Pictures should be omitted from your copy. Everything else in the entries below must be restated word for word.

> **Data to use**:
>>>>>
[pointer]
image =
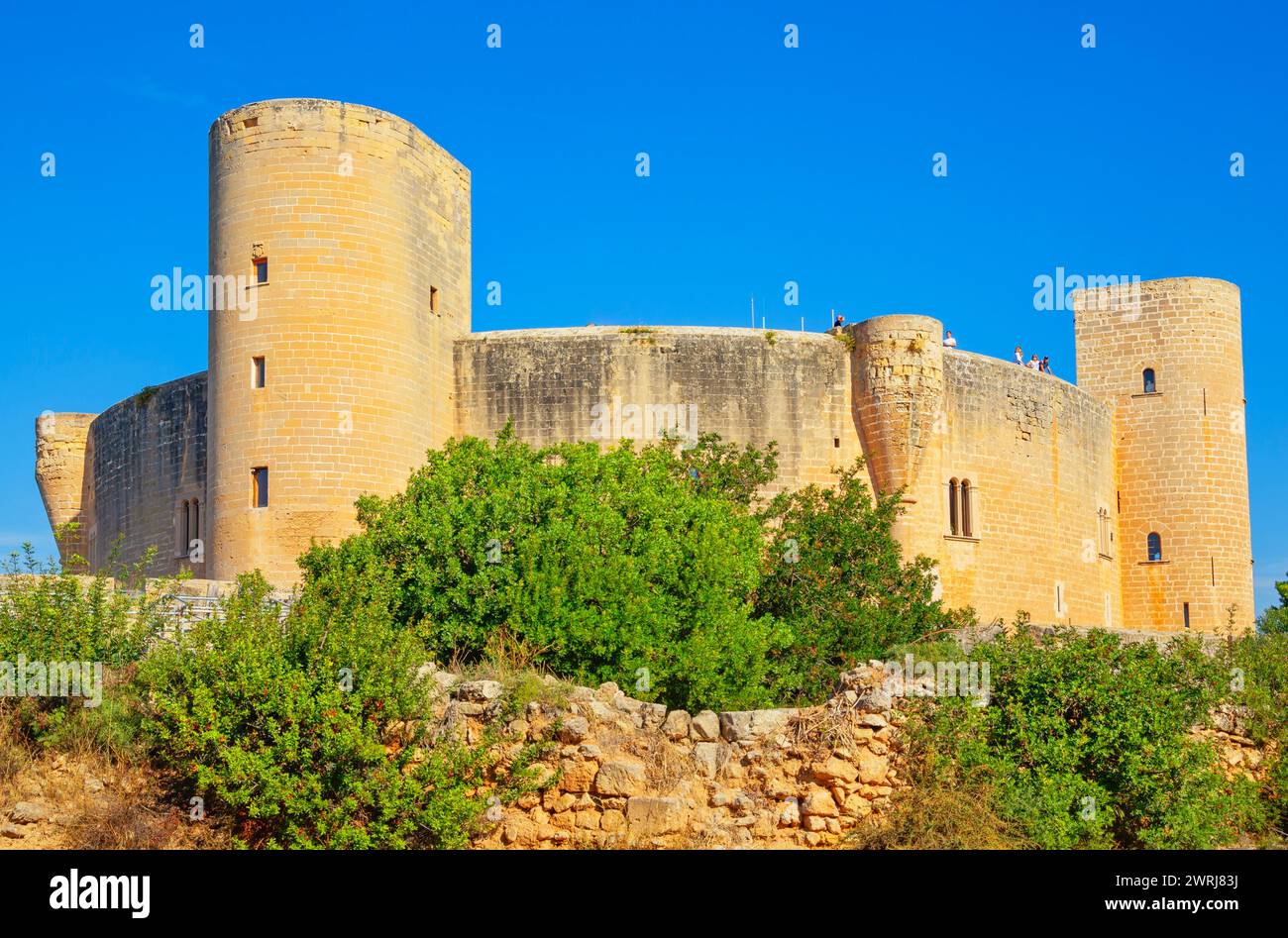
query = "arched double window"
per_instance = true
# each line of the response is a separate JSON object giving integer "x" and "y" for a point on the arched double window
{"x": 961, "y": 519}
{"x": 1154, "y": 545}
<<<<<
> **Solution to this exercise**:
[pointer]
image =
query = "arched double window"
per_instance = true
# each line of the response is a separate JSON object giving integer "x" and "y" for a point on the arched double window
{"x": 961, "y": 519}
{"x": 1154, "y": 545}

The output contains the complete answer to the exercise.